*** SUPPLIED MATERIAL ***
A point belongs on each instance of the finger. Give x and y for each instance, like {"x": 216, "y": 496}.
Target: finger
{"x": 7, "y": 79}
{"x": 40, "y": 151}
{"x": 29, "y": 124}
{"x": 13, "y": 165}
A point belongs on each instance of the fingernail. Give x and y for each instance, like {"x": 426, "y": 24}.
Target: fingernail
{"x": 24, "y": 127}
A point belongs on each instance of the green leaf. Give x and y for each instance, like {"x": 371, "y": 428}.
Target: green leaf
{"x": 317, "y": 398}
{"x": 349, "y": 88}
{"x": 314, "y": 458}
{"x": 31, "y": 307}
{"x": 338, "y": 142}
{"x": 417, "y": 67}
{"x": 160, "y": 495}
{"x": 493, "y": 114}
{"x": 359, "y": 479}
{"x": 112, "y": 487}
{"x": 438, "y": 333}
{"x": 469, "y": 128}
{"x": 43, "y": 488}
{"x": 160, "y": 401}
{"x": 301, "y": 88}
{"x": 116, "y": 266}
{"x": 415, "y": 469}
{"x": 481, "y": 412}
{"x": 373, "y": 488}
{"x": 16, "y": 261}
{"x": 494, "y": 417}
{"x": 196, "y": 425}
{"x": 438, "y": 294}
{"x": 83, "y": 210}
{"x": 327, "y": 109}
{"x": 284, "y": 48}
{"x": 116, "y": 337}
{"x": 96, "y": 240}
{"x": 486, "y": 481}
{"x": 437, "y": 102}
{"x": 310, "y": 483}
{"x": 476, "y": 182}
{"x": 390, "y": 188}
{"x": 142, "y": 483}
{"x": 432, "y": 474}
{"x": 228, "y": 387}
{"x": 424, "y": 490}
*** End of SUPPLIED MATERIAL ***
■ BRIEF ■
Scan the data above, find each line with "Give", and copy it.

■ COMPLETED EXERCISE ■
A point belongs on each instance of the finger. Give x and y for each instance, like {"x": 216, "y": 496}.
A point belongs on each instance of the fingernail. Give x and y for each instance, like {"x": 426, "y": 24}.
A point belongs on each instance of the green leaf. Give x and y for each instance, like {"x": 371, "y": 428}.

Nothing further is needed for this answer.